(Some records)
[start]

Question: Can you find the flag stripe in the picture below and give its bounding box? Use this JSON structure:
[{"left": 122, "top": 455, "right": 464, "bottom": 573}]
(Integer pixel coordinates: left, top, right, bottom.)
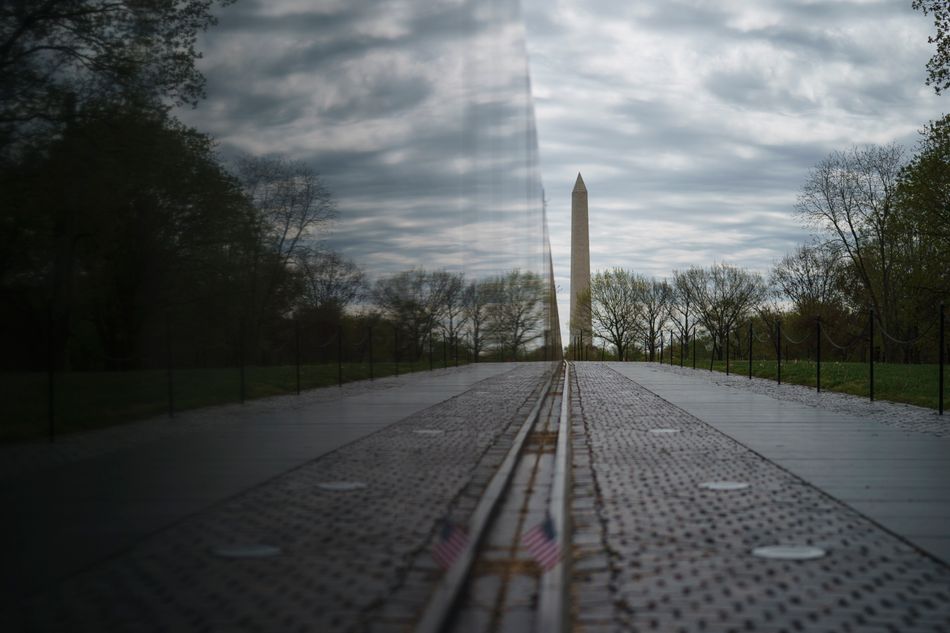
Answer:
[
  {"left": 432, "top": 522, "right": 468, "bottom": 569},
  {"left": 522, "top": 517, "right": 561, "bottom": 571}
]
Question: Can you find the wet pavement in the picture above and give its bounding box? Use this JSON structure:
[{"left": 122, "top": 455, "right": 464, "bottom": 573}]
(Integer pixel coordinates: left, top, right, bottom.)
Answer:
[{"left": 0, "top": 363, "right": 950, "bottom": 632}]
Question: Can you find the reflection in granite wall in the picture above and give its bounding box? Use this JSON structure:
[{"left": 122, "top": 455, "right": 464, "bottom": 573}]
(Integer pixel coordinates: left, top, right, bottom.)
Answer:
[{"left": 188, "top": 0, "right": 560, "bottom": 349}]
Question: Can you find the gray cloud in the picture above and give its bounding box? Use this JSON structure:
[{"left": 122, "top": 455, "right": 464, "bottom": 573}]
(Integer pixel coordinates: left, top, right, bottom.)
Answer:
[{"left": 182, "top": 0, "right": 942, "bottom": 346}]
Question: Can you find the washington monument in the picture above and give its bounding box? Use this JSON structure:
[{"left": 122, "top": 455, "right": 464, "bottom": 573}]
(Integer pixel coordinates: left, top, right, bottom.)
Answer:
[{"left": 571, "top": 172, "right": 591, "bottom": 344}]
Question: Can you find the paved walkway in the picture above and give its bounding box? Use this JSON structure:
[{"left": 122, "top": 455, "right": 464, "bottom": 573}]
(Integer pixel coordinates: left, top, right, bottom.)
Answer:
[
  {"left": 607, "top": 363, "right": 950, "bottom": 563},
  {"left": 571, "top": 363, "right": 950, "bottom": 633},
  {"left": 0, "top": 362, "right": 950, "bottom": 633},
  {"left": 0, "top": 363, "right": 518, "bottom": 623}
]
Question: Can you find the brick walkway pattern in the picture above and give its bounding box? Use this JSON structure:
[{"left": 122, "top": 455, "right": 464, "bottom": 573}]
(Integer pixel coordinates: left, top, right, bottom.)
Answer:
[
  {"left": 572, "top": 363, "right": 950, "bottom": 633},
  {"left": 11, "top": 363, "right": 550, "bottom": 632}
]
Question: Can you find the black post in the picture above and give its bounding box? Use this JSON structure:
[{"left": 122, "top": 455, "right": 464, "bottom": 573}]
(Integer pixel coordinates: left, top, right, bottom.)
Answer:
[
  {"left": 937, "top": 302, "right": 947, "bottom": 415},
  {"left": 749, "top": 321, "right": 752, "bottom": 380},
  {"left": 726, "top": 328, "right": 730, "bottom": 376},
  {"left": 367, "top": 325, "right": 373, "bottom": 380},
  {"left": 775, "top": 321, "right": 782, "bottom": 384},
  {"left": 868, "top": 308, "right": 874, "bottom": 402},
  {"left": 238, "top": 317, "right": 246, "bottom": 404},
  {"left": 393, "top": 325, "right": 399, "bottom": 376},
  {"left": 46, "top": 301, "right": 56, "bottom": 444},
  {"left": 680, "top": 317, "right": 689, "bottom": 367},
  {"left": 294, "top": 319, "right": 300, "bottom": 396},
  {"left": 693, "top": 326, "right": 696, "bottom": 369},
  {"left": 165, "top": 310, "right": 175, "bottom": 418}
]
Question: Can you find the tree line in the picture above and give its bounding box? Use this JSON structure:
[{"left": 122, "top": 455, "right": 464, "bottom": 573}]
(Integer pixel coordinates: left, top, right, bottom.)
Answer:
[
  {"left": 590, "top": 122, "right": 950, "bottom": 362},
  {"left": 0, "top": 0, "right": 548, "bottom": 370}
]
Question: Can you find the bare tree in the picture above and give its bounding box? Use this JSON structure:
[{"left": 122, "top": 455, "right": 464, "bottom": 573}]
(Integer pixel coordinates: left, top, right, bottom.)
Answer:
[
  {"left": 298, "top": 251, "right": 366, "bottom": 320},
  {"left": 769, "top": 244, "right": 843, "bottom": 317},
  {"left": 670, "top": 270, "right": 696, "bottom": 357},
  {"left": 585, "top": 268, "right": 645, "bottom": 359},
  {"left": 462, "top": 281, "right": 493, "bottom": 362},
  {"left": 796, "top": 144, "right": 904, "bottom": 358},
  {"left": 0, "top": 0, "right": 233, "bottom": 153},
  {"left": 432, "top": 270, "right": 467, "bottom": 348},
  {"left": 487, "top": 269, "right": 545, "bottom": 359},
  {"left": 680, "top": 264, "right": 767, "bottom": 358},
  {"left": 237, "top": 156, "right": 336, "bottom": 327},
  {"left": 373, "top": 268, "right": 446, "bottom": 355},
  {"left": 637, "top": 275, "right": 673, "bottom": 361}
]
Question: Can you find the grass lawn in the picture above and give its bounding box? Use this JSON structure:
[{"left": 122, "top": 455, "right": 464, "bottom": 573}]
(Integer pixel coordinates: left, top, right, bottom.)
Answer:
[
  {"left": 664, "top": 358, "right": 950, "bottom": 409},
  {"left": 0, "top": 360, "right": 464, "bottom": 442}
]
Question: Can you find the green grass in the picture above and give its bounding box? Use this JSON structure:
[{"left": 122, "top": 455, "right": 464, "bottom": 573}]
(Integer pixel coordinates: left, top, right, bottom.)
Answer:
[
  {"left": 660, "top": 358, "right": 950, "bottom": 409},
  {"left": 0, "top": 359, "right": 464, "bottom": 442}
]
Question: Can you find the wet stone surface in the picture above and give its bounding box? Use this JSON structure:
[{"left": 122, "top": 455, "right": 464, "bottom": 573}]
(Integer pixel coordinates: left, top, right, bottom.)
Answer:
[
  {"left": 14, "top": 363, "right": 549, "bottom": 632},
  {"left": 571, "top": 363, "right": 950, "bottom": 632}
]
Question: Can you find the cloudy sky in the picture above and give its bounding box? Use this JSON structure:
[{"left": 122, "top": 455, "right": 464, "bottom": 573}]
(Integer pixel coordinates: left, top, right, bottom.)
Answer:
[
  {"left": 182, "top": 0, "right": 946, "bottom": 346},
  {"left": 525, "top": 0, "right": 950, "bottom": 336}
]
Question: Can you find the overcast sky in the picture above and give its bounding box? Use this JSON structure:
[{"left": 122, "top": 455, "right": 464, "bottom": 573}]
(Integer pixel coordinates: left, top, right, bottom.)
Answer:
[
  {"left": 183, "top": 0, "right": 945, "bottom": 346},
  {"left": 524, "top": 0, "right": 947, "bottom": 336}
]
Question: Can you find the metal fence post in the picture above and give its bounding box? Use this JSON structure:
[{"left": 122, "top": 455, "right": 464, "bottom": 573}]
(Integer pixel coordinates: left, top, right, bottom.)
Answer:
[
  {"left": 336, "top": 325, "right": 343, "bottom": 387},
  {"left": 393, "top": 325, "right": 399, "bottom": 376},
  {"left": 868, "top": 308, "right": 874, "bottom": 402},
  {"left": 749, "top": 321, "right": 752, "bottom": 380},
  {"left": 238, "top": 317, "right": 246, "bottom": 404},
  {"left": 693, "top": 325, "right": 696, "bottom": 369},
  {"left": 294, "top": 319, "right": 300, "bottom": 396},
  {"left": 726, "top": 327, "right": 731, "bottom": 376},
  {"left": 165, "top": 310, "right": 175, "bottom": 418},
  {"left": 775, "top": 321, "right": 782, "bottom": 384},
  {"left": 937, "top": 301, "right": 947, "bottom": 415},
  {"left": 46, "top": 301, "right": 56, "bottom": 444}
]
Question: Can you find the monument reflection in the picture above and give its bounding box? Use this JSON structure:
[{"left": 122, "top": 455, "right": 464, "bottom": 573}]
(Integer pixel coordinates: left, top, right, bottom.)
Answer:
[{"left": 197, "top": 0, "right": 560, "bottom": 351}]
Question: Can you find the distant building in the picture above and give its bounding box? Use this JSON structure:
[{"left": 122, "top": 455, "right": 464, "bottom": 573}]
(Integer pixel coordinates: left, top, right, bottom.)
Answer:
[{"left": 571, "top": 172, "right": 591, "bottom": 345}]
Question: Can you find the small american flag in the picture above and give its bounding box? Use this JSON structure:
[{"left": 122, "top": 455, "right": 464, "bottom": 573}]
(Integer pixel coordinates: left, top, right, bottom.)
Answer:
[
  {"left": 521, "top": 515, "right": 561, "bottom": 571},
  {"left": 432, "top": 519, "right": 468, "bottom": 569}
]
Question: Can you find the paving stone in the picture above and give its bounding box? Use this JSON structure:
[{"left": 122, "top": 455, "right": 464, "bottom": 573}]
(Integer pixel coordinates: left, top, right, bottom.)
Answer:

[end]

List every line in the listing above that contains the word "tree".

Question: Can you find the tree line in the picture above and give its bounding box? Use this JSON structure:
Question: Can you find the bare tree in the picture above and give its bounding box? Use this JSON structure:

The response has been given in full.